▸ WHAT TO PRODUCE:
Continue the column below about Gus Malzahn's Auburn offense, starting after its final sentence.

▸ EXCERPT TO READ:
....
I’d suspect that Auburn coach Gus Malzahn, who was just a teenager in Fort Smith in 1980, probably saw the Houston veer-option attack and maybe saw that aforementioned pass that helped beat Arkansas, at least on “The Lou Holtz Show” the next day if he wasn’t at the game itself.
It’s part of that vast knowledge of football he’s stored in that brain of his since he first thought of being a coach.
On Saturday, CBS’ analyst, Gary Danielson, noted the similarity with what Malzahn is doing now with Auburn’s offense and the old wishbone offenses made popular by Texas, Alabama and Oklahoma through the 1970s, when Malzahn was but a kid.
Danielson also brought up the nugget publicized here before of Malzahn studying the book on the Delaware Wing-T offense that dated to the 1950s. His offense at his first head coaching job, Hughes High School, was based on that scheme with some modern tweaks. Malzahn has returned to those basics again with a quarterback who can outrun most any other in the land but is plenty dangerous when he chooses to pass. A retro Danny Davis, if you will.
Marshall obviously can throw — but why bother when the run game is piling up nearly 600 yards against what was, before Saturday evening, the No. 2-ranked run defense in the SEC.
....
▸ DATASET ENTRIES:
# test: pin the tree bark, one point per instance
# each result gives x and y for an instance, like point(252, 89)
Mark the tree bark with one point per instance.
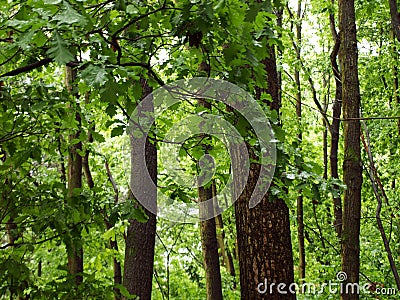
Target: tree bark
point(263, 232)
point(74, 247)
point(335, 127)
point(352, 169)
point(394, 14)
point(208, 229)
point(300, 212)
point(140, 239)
....
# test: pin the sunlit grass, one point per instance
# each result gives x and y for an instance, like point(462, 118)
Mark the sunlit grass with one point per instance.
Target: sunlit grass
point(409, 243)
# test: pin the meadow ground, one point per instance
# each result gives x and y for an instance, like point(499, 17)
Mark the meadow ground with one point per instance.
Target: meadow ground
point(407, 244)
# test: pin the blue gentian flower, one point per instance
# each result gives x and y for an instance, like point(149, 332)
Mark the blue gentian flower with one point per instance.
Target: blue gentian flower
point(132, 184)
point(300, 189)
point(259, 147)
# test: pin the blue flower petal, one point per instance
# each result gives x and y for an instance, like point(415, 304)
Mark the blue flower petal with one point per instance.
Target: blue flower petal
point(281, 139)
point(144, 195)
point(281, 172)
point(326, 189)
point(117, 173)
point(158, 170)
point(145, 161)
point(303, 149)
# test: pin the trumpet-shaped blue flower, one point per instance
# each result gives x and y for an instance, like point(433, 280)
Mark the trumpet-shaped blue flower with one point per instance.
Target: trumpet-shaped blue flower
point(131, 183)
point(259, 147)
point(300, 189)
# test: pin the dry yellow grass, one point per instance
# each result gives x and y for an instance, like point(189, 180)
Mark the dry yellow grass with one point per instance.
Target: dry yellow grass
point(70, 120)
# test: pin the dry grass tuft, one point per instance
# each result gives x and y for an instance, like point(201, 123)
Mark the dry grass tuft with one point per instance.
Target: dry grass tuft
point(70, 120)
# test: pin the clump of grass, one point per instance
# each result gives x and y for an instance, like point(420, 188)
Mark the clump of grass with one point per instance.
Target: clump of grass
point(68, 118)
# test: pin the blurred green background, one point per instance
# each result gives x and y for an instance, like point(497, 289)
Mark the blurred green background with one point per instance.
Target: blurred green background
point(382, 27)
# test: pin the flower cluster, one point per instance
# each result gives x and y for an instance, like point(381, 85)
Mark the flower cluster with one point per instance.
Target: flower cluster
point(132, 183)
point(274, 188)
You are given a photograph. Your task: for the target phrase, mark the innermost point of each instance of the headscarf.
....
▸ WRITTEN ANSWER:
A year ago, before Malzahn had coached a game at Arkansas State in his first college head coaching gig, I mentioned to him before one of his speaking engagements that I didn’t believe anyone in this state (outside of a handful of folks) understood what he was about as an offensive innovator.
When Houston Nutt was urged to hire Malzahn as his offensive coordinator in 2006, the impression was that the Razorbacks with Darren McFadden, Felix Jones and Peyton Hillis would soon be flinging the ball all over the field in a pass-happy attack and in such a rapid pace that everyone would be gassed, including the Hogs’ defense. I’m pretty sure Nutt believed that as well.
At Tulsa, Malzahn did have the Golden Hurricane putting up nation-leading offensive totals with lots of passing — because that’s what Tulsa did best with quarterback Paul Smith.
Auburn came out with guns a-blazin’ with Chris Todd, a spread-formation-style quarterback, when Malzahn was hired away from Tulsa by then first-year Tigers head coach Gene Chizik.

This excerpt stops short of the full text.